WHAT YOU HAVE TO DO
Reproduce everything from the line containing "formatted like [493,235]." down to the final line, character for character.

[start of GIVEN RECORDS]

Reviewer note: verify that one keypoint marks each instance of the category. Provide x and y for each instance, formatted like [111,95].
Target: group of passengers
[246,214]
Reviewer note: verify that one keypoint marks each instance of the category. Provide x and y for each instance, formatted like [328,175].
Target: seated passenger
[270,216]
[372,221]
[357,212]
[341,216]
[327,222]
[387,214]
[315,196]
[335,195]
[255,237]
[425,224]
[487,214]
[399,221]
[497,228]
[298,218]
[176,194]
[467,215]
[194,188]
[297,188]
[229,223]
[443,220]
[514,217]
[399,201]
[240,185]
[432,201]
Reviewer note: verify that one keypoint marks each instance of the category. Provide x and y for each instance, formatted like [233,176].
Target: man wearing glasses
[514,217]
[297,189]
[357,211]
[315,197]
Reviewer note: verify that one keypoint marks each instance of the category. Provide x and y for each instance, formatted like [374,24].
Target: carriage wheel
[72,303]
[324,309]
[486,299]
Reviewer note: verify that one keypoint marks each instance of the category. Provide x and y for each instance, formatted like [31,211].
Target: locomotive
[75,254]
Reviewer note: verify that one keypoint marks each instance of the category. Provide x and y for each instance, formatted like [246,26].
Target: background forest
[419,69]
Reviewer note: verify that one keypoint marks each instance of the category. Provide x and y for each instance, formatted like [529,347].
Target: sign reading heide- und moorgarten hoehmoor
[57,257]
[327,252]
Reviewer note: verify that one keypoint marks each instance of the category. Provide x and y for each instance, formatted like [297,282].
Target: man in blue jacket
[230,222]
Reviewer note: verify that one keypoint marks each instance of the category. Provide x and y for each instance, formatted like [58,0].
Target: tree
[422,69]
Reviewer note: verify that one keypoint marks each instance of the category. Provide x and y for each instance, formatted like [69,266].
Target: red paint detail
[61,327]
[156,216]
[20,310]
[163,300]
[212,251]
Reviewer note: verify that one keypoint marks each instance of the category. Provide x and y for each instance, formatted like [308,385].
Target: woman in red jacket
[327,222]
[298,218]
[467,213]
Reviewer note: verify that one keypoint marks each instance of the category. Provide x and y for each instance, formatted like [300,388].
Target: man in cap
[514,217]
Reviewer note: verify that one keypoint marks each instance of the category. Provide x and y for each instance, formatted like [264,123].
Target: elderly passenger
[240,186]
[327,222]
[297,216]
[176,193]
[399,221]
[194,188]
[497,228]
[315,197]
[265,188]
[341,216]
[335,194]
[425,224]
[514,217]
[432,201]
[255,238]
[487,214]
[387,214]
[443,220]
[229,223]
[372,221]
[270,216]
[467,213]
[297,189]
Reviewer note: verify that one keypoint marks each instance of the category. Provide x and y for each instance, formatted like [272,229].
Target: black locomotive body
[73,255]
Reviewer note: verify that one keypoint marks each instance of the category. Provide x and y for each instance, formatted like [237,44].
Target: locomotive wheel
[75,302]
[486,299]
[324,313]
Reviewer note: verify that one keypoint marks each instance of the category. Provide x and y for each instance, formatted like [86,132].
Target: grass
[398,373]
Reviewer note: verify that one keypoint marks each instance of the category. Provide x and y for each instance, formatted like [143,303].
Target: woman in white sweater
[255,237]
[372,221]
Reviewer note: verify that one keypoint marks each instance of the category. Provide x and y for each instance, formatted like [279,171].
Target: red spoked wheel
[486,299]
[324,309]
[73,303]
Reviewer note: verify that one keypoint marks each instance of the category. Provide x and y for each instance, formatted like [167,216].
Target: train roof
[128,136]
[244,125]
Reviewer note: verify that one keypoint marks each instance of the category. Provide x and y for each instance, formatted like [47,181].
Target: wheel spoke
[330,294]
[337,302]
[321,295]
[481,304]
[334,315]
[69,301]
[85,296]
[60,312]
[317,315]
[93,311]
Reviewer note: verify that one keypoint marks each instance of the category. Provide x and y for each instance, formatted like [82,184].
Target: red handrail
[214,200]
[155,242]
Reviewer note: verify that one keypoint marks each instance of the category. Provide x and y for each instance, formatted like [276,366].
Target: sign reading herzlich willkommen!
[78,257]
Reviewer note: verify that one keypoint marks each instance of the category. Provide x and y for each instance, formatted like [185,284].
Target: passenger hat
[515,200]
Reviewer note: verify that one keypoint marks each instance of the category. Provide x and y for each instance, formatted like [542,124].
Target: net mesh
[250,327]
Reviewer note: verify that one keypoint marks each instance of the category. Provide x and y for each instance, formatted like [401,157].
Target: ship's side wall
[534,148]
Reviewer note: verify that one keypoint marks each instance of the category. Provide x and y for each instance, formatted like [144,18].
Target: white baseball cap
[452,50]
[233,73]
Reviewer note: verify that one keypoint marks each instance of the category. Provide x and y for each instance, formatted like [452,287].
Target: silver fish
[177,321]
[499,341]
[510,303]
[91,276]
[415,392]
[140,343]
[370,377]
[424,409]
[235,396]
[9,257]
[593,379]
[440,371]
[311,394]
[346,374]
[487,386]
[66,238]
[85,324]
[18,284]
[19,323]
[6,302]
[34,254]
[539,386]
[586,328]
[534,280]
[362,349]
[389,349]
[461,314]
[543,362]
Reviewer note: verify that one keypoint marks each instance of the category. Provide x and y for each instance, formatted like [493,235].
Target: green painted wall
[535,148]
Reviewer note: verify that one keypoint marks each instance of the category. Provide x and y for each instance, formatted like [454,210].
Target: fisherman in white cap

[end of GIVEN RECORDS]

WRITTEN SOLUTION
Reviewer note: verify that one keypoint marks each instance of the category. Provide x and y for each instance, formatted like [493,235].
Target: green painted wall
[535,148]
Reviewer note: verify that one keypoint marks each instance of the category. Provide x and y for each instance, formatted like [454,210].
Target: fisherman in white cap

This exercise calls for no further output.